── Records supplied
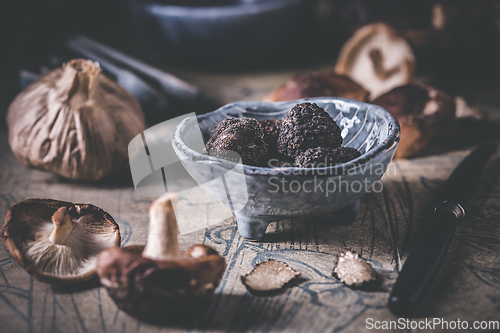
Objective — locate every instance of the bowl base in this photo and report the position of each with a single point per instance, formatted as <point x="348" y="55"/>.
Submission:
<point x="254" y="228"/>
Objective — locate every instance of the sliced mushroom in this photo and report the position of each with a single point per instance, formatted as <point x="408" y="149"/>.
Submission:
<point x="56" y="241"/>
<point x="317" y="85"/>
<point x="378" y="58"/>
<point x="353" y="270"/>
<point x="422" y="111"/>
<point x="157" y="282"/>
<point x="268" y="276"/>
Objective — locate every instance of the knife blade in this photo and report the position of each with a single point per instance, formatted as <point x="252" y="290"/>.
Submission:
<point x="425" y="258"/>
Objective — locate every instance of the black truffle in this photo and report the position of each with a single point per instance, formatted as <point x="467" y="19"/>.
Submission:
<point x="324" y="157"/>
<point x="307" y="126"/>
<point x="271" y="129"/>
<point x="244" y="136"/>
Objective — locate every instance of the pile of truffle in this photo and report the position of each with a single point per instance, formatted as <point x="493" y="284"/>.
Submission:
<point x="306" y="137"/>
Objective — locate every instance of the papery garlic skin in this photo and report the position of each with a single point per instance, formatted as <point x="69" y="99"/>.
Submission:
<point x="75" y="122"/>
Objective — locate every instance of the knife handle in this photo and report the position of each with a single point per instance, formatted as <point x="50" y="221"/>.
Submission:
<point x="424" y="260"/>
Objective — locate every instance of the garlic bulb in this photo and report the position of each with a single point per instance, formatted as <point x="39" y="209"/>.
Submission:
<point x="75" y="122"/>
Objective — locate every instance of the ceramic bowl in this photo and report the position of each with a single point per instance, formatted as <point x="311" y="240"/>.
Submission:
<point x="219" y="31"/>
<point x="260" y="195"/>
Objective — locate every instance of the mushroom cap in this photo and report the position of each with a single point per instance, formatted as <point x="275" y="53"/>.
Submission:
<point x="155" y="290"/>
<point x="26" y="234"/>
<point x="377" y="58"/>
<point x="421" y="110"/>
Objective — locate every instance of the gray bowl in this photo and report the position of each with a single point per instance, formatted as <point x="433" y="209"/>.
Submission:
<point x="260" y="195"/>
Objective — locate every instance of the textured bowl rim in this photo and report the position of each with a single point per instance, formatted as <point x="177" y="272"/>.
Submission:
<point x="390" y="143"/>
<point x="217" y="11"/>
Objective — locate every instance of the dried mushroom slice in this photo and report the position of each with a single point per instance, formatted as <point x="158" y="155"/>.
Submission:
<point x="270" y="275"/>
<point x="422" y="112"/>
<point x="158" y="283"/>
<point x="56" y="241"/>
<point x="377" y="58"/>
<point x="353" y="270"/>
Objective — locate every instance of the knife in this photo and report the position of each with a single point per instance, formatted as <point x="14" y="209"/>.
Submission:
<point x="425" y="258"/>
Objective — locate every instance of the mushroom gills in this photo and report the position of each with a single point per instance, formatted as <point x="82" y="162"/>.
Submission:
<point x="66" y="248"/>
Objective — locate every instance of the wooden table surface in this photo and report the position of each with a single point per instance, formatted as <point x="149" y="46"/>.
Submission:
<point x="467" y="287"/>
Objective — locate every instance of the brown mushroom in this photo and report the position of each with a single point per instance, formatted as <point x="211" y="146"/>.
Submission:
<point x="56" y="241"/>
<point x="353" y="270"/>
<point x="421" y="111"/>
<point x="317" y="85"/>
<point x="269" y="276"/>
<point x="157" y="282"/>
<point x="378" y="58"/>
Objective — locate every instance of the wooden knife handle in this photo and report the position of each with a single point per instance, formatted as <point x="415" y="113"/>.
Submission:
<point x="424" y="259"/>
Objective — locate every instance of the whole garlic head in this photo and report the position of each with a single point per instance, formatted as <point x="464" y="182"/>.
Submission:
<point x="75" y="122"/>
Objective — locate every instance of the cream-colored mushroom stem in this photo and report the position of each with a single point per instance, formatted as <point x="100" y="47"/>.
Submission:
<point x="162" y="241"/>
<point x="63" y="225"/>
<point x="80" y="76"/>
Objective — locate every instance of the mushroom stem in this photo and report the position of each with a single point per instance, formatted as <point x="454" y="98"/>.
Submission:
<point x="62" y="226"/>
<point x="162" y="238"/>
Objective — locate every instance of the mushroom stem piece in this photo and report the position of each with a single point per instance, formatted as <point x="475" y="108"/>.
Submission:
<point x="162" y="238"/>
<point x="62" y="226"/>
<point x="157" y="283"/>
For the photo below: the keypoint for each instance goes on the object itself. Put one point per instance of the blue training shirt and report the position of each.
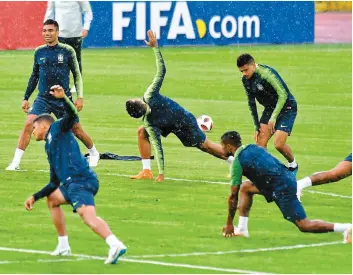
(265, 171)
(67, 164)
(52, 66)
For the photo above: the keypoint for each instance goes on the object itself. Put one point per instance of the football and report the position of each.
(205, 123)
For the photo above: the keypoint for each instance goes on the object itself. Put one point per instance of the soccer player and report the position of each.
(52, 65)
(341, 171)
(264, 84)
(272, 179)
(68, 14)
(162, 116)
(71, 179)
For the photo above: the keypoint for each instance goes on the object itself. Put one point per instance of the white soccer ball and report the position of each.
(205, 123)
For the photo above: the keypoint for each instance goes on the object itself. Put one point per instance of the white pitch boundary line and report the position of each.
(227, 183)
(43, 261)
(221, 183)
(328, 194)
(230, 270)
(240, 251)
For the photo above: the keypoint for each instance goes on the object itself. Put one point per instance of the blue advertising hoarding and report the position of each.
(121, 23)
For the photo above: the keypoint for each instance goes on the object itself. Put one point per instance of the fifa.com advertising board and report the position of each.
(201, 23)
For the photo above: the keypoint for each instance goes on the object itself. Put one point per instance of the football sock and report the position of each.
────
Without including any pictures, print each record exactly.

Response for this exercise ▸
Objective — locate every instance of the bowl base in this photo and report the position of each with a single point per instance, formatted as <point x="348" y="55"/>.
Submission:
<point x="254" y="228"/>
Objective — locate every instance of the sliced mushroom in this photo and report the position of each with a single point per instance, formatted as <point x="408" y="149"/>.
Submission:
<point x="56" y="241"/>
<point x="317" y="85"/>
<point x="378" y="58"/>
<point x="353" y="270"/>
<point x="422" y="111"/>
<point x="157" y="282"/>
<point x="268" y="276"/>
Objective — locate every instance of the knife blade in this photo and report the position of each with a single point per instance, formatted as <point x="252" y="290"/>.
Submission:
<point x="425" y="258"/>
Objective — locate every instance of the black truffle in this photo and report the position of each with a single point per instance, formatted as <point x="467" y="19"/>.
Submission:
<point x="324" y="157"/>
<point x="307" y="126"/>
<point x="271" y="129"/>
<point x="244" y="136"/>
Objective — locate every instance of the pile of truffle in this photo and report the position of each with a single point per instance, formatted as <point x="493" y="284"/>.
Submission:
<point x="306" y="137"/>
Objective — locate every instance of the papery garlic skin in this photo and report the position of each with a single point per instance, formatted as <point x="69" y="99"/>.
Submission:
<point x="75" y="122"/>
Objective — locate every instance of the knife handle in this photo and report the position of each with a single point per instance, formatted as <point x="50" y="221"/>.
Submission:
<point x="424" y="260"/>
Objective — locate every instance of the garlic bulb in this photo and report the position of each with a single point per instance, formatted as <point x="39" y="209"/>.
Submission:
<point x="75" y="122"/>
Objective — locate every instance of the ceramic bowl in this photo and report the position of each with a single point per instance, formatted as <point x="311" y="240"/>.
Submission:
<point x="219" y="31"/>
<point x="260" y="195"/>
Objective — locate every instance of the mushroom cap in this photo and report the position of each with a single point per instance, formatted as <point x="275" y="53"/>.
Submission:
<point x="155" y="290"/>
<point x="26" y="234"/>
<point x="377" y="58"/>
<point x="421" y="110"/>
Objective — locate every instance of the gray bowl in this photo and report the position of each with a single point per instance, formatted as <point x="433" y="209"/>.
Submission:
<point x="260" y="195"/>
Objective — locate every instance of the textured bowl rim in this photo and report the position of each with a single point per instance, formatted as <point x="177" y="272"/>.
Submission:
<point x="390" y="143"/>
<point x="217" y="11"/>
Objective — locate every instance of the dried mushroom slice in this photo and report the position of each with a single point per instance, formatted as <point x="158" y="155"/>.
Submission:
<point x="270" y="275"/>
<point x="422" y="112"/>
<point x="158" y="283"/>
<point x="56" y="241"/>
<point x="377" y="58"/>
<point x="353" y="270"/>
Objective — locate every instance of the knife in this photo and report the position of each with a single point per instance, formatted as <point x="14" y="209"/>.
Submission:
<point x="425" y="258"/>
Objective — locate every instance of the mushroom gills in this photo and report the position of each with a single point per instance, formatted as <point x="82" y="162"/>.
Submission:
<point x="66" y="248"/>
Objective — locate every instance of the wooden table surface in this photo and report the position of each with a single point per instance, formatted as <point x="149" y="46"/>.
Submission:
<point x="467" y="287"/>
Objective — locate every instance of the brown mushroom in this photo and report the position of each with a single point per instance, formatted as <point x="211" y="146"/>.
Submission:
<point x="56" y="241"/>
<point x="353" y="270"/>
<point x="421" y="111"/>
<point x="317" y="85"/>
<point x="269" y="276"/>
<point x="157" y="282"/>
<point x="378" y="58"/>
Objective — locate every instance of the wooden knife handle in this photo and report the position of each with a single point per instance, formatted as <point x="415" y="113"/>.
Submission:
<point x="424" y="259"/>
Objective — locate every instance of the whole garlic head in this photo and report the position of each with a single point per instance, formatted as <point x="464" y="182"/>.
Submission:
<point x="75" y="122"/>
Objective — locate every instance of the cream-colored mushroom stem in this photo and report the position of each with a single point per instance, formatted as <point x="100" y="47"/>.
Submission:
<point x="162" y="241"/>
<point x="63" y="225"/>
<point x="80" y="76"/>
Objective — locate every instance of the mushroom stem in this photo and report the position of each with a single point per instance, formatted as <point x="454" y="98"/>.
Submission:
<point x="62" y="226"/>
<point x="162" y="238"/>
Objective — locate every instance of the mushroom stem piece in this photo and report the position of each with a single point per instance, formatted as <point x="475" y="108"/>.
Submission:
<point x="162" y="238"/>
<point x="62" y="226"/>
<point x="157" y="283"/>
For the photo below: the keypoint for each instance goes on the object itself. Put one point per instance of the blue training shirt and report the position of each.
(265, 171)
(67, 164)
(52, 66)
For the photo above: the keypoint for each instance goes on the object itself. Put one point per instance of the football and report the position of each.
(205, 123)
For the photo above: the keypoint for each instance goes on the object itself. Put one point per instance of the soccer player and report the position of each.
(52, 65)
(341, 171)
(264, 84)
(272, 179)
(68, 14)
(162, 116)
(71, 179)
For the photo above: the keypoint for each instance goes on the object itself. Put one point per instance of the white soccer ball and report the position of each.
(205, 123)
For the photo above: the keypoint for each instance goes on the object itself. Put one point per instance of the white pitch boundary line and report the position of each.
(227, 183)
(43, 261)
(221, 183)
(328, 194)
(230, 270)
(240, 251)
For the photo above: the keypoint for each instance goes on the object itself. Put one point per instance of the blue advertising hoarding and report the position of each.
(121, 23)
For the photo above: the keypoint for each instance goes on the object itself. Put one point per instance of the fifa.com advertising board and report the position of each.
(201, 23)
For the photo above: the keypoint for each instance goes on the object itself. Put one point per instance of the football sock and report the position of each.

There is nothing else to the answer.